-- Start of Materials provided --

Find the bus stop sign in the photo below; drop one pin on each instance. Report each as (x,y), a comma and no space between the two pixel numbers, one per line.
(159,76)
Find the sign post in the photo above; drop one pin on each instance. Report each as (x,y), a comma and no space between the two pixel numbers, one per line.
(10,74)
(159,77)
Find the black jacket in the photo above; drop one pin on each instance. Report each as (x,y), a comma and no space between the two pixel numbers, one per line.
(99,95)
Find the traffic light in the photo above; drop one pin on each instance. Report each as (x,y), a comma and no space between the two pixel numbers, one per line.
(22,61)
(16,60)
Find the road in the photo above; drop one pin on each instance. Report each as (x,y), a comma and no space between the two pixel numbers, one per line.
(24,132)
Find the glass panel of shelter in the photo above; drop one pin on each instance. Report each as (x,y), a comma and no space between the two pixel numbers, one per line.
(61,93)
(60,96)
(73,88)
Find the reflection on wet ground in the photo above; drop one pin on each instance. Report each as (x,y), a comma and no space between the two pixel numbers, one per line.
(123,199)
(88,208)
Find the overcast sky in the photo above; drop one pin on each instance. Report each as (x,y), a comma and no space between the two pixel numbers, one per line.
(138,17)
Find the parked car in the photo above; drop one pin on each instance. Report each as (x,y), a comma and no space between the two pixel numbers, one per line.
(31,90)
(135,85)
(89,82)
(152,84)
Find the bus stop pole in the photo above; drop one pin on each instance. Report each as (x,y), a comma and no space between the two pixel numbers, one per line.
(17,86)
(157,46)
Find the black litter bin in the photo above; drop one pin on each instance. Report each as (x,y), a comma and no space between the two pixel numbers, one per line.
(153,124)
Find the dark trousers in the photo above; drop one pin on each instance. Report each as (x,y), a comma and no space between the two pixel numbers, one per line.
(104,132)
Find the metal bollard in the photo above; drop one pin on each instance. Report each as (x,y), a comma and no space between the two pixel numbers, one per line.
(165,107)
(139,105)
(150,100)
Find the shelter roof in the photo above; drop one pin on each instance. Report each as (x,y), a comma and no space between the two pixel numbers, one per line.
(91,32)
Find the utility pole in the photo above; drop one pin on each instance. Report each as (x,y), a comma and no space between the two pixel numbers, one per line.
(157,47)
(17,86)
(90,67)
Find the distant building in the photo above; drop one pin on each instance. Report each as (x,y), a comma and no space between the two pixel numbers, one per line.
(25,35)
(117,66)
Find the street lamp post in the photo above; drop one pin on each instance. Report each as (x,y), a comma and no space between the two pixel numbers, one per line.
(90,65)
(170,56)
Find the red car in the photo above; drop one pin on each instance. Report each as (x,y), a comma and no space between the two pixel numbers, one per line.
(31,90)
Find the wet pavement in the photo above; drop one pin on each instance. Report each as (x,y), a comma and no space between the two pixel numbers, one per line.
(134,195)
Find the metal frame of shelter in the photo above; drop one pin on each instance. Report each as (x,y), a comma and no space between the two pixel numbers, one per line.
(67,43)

-- End of Materials provided --

**Given request**
Every entry should be printed again exactly as it stands.

**Final answer**
Find the bus stop sign in the photo below; drop one pin on each instance. Report each as (x,y), a comma and no space between the two pixel numbers, one per line.
(159,76)
Find the sign post in the photo above; drop one pin on each instance. Report each as (x,y), a comma and no space between the two pixel numbers, one per line.
(10,74)
(159,77)
Find the black jacket in the photo above; drop one pin on each instance. Report each as (x,y), a comma and no space between the two pixel numbers, one per line.
(99,95)
Find the traffic light in the photo above; drop one pin on each instance. Report each as (x,y), a comma and no space between the two pixel numbers, one per line.
(22,61)
(16,60)
Find the road in the photo above; drop one pin on each instance. Report each as (x,y), a comma and no space between the two pixel numbers, one per line.
(24,132)
Find the glass panel of shelter in the photo above; drop one pin on each instance. Report each as (x,y), a comma and no space between the two pixel numbers, one per line.
(61,93)
(60,96)
(73,88)
Find the reflection on wet ground in the photo above; drop one pin on each instance. Report each as (x,y), a comma and no space between the two pixel numbers, one per line.
(123,199)
(88,208)
Find the overcast sky in the photo above; drop one pin on each instance. Report each as (x,y), a comma and no space between the two pixel numbers, one per line.
(138,17)
Find the parked car in the photo above; drop one pin on each instance. Report each as (x,y), a comma and no space between the two pixel numbers, one per line.
(31,90)
(135,85)
(89,82)
(152,84)
Find the bus stop pole in the photo above; drop one pin on each instance. Report each as (x,y), a comma and no space between the two pixel numbers, one per line.
(17,86)
(157,46)
Find the black litter bin in the photo above; drop one pin on each instance. Report each as (x,y), a comma and no space between the two pixel numbers, one per line.
(153,124)
Find the dark trousers in the photo above; drop one pin on each instance. Report each as (x,y), a comma and no space between the two pixel numbers, one per line.
(104,132)
Find the metal bollard in the photo above; drop one pin on each instance. Report each as (x,y), a comma and no space between the two pixel numbers, one per line.
(165,107)
(139,105)
(150,100)
Find the shelter roof in the photo above; drop one pin on each instance. Report each as (x,y), a comma and no space between the two pixel numbers, one per line.
(91,32)
Find the utility pole in the photo above; drop one pin on each instance. Report each as (x,y), a comma and no space between the two pixel numbers, one per line.
(157,47)
(17,86)
(90,67)
Find the distant building in the photo above; drop one pin on each instance. Report each as (x,y), a comma and no space between the two pixel numbers, one per line.
(25,35)
(117,66)
Find the street lamp post in the photo above; drop one pin on each instance. Report each as (x,y), a comma and no space between the two pixel numbers, one per line.
(90,65)
(170,56)
Find the red car in the photo above; drop one pin on each instance. Report each as (x,y), a comma and no space between the two pixel numbers, one per line.
(31,90)
Find the wet pavement in the photo above; drop one pin on each instance. Report each as (x,y), a comma and no space between the two pixel numbers, one per line.
(134,195)
Find the metal frame of shelter in the photo above; drop one pin on each instance. Report each as (x,y), a comma and no space between the two pixel numbers, one per line.
(67,43)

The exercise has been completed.